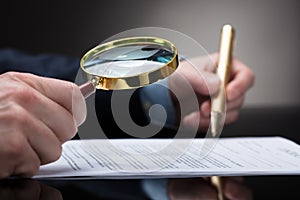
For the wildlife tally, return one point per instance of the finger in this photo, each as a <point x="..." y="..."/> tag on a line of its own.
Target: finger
<point x="231" y="116"/>
<point x="235" y="104"/>
<point x="242" y="79"/>
<point x="203" y="82"/>
<point x="27" y="164"/>
<point x="43" y="141"/>
<point x="64" y="93"/>
<point x="56" y="117"/>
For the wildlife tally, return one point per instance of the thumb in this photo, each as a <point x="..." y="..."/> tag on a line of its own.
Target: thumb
<point x="211" y="83"/>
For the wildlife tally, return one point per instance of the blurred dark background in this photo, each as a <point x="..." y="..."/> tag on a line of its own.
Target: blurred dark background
<point x="267" y="32"/>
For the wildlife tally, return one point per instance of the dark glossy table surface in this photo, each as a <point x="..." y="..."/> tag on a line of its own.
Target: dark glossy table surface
<point x="252" y="122"/>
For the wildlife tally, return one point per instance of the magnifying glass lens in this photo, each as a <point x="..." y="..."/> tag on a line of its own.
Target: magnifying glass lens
<point x="127" y="61"/>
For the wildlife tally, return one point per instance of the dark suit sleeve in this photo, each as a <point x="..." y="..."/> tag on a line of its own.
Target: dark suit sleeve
<point x="49" y="65"/>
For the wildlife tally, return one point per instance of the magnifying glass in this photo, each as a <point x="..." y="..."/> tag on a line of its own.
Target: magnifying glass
<point x="128" y="63"/>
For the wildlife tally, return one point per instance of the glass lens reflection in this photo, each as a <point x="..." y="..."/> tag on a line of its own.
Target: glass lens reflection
<point x="130" y="60"/>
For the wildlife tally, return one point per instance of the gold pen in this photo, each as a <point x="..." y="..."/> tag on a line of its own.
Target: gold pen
<point x="219" y="101"/>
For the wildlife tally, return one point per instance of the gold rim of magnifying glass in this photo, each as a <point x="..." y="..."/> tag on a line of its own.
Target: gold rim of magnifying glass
<point x="129" y="82"/>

◆ Your task: For this exercise, the answer is the lines from the one containing "Target: magnifying glass lens" through the end of the listing above, reproduced exactly.

◆ Answer below:
Target: magnifying glass lens
<point x="127" y="61"/>
For the wildlife tally, return one point per instance of the dark suit sleeve in this photo, each as a <point x="..." y="..."/> tag on a line of its own.
Target: dark suit sleeve
<point x="49" y="65"/>
For the wildlife tally, return one point per instance of the magnifying glass in this photo, each as a <point x="..." y="..."/> tag on a line of its own.
Target: magnifying glass
<point x="128" y="63"/>
For the wildlife tally, return one point per instance of the glass lens reflection in this photo, each as a <point x="..." y="..."/> tag on a line of its own.
Target: glass lens reflection
<point x="130" y="60"/>
For the wildlife tally, return one point per instance of the gold pen in this photo, each as a <point x="..." y="..."/> tag on a line of its own.
Target: gold pen
<point x="219" y="101"/>
For the wildlife tally, return one point per instance of the gold rim of magnifying glass in this photo, each as a <point x="..." y="..."/> tag on a line of its own.
Target: gold rim of magnifying glass
<point x="129" y="82"/>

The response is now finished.